Task brief:
Locate every line in the material below that contains the string "piano", and copy each such line out in full.
--- Start of Exercise material ---
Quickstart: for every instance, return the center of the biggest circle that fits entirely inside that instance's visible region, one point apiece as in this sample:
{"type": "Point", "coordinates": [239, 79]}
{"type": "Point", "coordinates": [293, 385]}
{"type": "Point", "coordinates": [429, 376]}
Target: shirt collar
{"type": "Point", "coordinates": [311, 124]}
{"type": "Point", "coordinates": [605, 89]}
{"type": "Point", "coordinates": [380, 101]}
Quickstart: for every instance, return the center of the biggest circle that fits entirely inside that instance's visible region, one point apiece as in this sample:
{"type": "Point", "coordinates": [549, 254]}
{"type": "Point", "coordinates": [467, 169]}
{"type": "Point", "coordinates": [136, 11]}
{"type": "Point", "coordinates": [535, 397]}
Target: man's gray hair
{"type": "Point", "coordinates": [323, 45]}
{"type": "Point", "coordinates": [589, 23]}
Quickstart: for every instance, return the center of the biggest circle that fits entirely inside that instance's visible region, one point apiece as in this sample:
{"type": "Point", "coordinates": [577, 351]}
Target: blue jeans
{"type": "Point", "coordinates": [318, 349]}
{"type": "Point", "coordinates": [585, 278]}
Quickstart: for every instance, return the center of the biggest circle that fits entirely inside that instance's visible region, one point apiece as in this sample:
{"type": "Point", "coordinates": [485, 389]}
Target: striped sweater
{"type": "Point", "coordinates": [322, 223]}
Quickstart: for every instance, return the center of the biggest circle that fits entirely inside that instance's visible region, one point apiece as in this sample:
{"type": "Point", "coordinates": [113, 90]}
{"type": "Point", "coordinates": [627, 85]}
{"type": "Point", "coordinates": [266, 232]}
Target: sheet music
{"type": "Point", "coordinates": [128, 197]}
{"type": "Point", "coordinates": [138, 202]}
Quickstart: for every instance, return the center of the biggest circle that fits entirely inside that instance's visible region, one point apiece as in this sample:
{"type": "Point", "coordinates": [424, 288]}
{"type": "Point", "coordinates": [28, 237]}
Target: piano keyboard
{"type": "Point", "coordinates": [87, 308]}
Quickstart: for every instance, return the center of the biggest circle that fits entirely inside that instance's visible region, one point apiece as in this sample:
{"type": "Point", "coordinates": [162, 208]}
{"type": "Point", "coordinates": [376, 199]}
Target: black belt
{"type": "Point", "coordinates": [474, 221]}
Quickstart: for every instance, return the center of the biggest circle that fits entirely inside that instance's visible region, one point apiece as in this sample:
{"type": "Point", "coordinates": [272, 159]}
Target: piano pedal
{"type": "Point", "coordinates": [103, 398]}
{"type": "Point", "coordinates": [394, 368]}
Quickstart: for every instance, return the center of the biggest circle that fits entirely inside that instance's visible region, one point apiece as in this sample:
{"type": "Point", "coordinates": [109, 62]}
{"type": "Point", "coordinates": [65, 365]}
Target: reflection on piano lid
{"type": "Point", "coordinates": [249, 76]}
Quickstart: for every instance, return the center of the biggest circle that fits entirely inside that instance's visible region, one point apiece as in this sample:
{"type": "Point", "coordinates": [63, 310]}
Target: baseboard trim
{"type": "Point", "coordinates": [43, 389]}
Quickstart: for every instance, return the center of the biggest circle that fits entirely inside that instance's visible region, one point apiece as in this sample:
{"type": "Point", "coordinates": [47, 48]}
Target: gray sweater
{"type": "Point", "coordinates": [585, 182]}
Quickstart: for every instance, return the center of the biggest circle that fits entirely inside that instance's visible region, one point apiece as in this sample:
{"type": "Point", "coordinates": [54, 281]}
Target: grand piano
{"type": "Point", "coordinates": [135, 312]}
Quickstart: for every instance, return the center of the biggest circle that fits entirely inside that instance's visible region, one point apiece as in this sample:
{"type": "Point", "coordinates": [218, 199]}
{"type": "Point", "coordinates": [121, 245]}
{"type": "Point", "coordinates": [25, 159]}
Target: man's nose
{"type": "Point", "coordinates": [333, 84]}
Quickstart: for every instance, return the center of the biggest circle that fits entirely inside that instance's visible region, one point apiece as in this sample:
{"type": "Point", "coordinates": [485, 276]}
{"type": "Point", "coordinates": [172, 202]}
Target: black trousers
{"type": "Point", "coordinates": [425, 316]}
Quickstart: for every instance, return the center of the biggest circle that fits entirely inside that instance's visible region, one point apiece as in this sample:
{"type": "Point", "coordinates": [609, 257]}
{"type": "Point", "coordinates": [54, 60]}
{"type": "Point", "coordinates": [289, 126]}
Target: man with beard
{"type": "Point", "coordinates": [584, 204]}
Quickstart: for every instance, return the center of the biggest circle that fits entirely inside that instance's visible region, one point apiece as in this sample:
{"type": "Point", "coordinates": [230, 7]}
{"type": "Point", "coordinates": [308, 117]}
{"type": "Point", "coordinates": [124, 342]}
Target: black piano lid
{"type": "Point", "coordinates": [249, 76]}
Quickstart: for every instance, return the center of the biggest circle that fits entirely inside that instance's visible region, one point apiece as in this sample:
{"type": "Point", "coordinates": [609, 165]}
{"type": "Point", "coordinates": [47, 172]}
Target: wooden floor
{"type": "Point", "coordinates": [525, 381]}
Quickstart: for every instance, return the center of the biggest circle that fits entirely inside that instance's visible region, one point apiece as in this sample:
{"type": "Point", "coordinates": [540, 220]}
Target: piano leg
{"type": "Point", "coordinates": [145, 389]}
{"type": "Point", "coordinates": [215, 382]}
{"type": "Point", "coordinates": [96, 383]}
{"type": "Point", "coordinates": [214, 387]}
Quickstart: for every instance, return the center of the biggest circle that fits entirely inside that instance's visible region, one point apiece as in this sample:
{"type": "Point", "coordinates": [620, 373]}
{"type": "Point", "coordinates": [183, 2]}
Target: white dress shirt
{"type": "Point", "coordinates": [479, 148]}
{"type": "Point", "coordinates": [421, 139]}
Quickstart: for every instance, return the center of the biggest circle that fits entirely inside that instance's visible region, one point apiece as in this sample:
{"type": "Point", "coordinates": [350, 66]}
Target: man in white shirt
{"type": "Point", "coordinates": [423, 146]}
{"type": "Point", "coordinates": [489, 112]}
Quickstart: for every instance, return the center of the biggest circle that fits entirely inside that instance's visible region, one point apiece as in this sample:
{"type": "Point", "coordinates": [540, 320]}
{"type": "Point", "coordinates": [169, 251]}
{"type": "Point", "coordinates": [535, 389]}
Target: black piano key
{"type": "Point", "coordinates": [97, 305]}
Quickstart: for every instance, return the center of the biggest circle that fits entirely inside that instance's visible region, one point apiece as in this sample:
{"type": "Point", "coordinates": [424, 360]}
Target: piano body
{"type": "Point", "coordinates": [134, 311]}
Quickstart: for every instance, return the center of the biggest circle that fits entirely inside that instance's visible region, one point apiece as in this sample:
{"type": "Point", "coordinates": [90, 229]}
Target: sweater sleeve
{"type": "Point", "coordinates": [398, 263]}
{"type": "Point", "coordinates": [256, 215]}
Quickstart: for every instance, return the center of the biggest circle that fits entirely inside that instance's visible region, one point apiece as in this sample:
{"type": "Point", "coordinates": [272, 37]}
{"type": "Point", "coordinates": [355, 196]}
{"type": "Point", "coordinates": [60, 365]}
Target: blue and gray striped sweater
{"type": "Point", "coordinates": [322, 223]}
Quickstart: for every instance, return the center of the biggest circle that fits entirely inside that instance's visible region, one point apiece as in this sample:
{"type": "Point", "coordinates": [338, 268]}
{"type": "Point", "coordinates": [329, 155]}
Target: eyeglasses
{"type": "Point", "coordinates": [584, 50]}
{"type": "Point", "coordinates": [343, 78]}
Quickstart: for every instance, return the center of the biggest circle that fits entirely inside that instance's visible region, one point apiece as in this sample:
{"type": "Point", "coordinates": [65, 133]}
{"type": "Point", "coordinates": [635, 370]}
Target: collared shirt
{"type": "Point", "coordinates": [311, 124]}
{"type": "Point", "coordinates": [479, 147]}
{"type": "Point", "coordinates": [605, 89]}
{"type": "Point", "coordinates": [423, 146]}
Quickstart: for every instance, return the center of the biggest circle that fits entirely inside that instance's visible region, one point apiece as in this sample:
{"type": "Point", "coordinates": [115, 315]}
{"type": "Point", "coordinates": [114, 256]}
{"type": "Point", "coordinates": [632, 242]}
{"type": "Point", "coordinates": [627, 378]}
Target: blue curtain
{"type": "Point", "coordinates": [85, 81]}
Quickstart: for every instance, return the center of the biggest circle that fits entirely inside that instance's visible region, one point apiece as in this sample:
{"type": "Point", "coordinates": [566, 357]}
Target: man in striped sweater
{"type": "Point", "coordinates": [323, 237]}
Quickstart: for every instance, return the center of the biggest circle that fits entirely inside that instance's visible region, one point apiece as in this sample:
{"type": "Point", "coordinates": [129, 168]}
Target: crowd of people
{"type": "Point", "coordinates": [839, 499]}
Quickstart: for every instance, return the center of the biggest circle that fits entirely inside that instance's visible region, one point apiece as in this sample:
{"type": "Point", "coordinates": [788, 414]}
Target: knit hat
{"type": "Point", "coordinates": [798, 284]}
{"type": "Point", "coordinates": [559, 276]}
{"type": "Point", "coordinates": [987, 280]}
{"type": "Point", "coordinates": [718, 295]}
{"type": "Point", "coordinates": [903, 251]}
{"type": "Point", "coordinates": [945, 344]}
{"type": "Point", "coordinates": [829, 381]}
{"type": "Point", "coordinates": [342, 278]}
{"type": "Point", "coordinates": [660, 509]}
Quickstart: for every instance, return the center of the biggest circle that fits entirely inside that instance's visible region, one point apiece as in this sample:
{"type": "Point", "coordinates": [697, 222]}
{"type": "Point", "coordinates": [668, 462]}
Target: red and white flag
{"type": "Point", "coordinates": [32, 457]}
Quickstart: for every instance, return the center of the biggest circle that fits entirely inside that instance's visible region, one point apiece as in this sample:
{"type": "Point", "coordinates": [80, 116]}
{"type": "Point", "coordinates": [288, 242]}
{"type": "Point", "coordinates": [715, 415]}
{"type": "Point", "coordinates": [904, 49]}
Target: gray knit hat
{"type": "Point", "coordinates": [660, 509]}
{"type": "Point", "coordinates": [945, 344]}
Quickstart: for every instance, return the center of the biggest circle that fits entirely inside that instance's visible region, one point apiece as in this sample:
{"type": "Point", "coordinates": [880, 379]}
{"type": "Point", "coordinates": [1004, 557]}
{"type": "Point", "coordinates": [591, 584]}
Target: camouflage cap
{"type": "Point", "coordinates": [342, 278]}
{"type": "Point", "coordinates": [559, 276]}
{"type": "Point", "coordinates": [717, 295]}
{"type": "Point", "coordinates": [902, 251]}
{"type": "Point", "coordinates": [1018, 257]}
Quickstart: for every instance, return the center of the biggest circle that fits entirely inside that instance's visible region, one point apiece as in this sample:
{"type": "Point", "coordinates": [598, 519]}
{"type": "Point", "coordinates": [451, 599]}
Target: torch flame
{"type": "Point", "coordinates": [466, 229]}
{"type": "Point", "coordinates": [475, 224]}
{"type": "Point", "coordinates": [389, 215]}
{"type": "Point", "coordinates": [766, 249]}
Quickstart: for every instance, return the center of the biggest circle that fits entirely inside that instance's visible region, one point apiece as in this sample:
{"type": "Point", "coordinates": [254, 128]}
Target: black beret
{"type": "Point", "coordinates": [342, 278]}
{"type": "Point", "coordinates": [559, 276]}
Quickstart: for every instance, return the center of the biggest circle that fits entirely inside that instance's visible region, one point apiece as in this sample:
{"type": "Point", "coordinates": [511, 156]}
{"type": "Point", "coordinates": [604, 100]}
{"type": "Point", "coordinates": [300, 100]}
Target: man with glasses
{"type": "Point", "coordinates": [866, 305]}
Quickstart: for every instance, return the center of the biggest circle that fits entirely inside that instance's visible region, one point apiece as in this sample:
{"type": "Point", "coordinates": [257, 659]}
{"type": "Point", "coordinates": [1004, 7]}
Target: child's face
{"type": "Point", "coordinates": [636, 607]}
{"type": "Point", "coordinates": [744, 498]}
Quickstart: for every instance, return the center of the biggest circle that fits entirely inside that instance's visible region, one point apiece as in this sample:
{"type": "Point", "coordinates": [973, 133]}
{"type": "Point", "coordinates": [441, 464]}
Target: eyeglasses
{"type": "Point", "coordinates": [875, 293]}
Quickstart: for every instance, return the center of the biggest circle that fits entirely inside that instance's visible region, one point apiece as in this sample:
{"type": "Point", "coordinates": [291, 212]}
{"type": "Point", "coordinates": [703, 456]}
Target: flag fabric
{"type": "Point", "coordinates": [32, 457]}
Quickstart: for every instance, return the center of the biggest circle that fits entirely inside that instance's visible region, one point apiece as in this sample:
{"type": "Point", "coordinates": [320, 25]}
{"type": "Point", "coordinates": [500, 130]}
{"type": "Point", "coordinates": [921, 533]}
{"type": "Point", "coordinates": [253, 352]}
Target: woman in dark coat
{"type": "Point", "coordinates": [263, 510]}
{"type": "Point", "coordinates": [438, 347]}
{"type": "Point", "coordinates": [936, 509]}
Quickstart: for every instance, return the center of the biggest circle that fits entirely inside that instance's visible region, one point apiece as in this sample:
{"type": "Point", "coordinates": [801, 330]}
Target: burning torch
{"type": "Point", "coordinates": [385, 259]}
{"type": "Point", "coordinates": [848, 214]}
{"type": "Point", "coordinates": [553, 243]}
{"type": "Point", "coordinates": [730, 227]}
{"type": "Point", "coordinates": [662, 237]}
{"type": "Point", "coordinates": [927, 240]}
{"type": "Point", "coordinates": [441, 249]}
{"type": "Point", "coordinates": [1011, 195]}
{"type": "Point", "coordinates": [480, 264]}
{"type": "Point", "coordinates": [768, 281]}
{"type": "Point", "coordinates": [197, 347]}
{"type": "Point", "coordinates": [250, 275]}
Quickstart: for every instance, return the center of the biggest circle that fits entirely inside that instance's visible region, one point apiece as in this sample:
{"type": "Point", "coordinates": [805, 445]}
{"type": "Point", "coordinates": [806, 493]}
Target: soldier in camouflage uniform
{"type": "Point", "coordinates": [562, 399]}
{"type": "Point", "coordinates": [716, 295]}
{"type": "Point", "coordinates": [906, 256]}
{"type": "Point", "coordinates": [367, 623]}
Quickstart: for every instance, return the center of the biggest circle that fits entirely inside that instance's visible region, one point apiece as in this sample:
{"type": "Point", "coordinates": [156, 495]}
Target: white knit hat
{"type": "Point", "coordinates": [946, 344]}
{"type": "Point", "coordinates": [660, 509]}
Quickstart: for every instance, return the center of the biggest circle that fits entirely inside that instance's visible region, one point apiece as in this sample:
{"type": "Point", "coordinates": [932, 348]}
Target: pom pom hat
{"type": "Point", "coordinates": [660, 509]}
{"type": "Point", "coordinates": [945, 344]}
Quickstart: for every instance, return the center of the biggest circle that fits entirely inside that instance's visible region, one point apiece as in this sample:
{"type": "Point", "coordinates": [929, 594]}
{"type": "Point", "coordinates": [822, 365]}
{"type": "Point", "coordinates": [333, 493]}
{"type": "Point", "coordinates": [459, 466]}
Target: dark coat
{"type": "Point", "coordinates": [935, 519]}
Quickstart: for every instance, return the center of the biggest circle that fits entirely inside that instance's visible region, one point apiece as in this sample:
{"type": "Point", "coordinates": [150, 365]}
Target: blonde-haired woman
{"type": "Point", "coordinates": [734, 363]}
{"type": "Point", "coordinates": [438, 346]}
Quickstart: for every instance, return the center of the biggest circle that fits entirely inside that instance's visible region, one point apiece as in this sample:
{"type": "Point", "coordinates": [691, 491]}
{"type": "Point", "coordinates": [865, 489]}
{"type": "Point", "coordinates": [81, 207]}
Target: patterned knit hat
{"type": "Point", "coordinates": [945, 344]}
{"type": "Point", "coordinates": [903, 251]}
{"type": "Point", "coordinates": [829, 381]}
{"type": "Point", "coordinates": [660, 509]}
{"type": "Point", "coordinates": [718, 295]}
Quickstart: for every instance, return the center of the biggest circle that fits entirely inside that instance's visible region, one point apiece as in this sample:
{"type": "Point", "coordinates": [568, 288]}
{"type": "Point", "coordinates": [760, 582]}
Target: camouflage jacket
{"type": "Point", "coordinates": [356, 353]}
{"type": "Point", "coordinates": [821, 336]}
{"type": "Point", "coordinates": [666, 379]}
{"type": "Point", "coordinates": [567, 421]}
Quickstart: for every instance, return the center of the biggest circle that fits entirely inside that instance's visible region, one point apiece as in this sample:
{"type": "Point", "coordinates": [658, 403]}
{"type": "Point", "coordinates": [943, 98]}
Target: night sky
--- End of Exercise material ---
Result of this exercise:
Target: piano keyboard
Target: piano pedal
Target: reflection on piano lid
Target: grand piano
Target: black piano lid
Target: piano leg
Target: black piano key
Target: piano body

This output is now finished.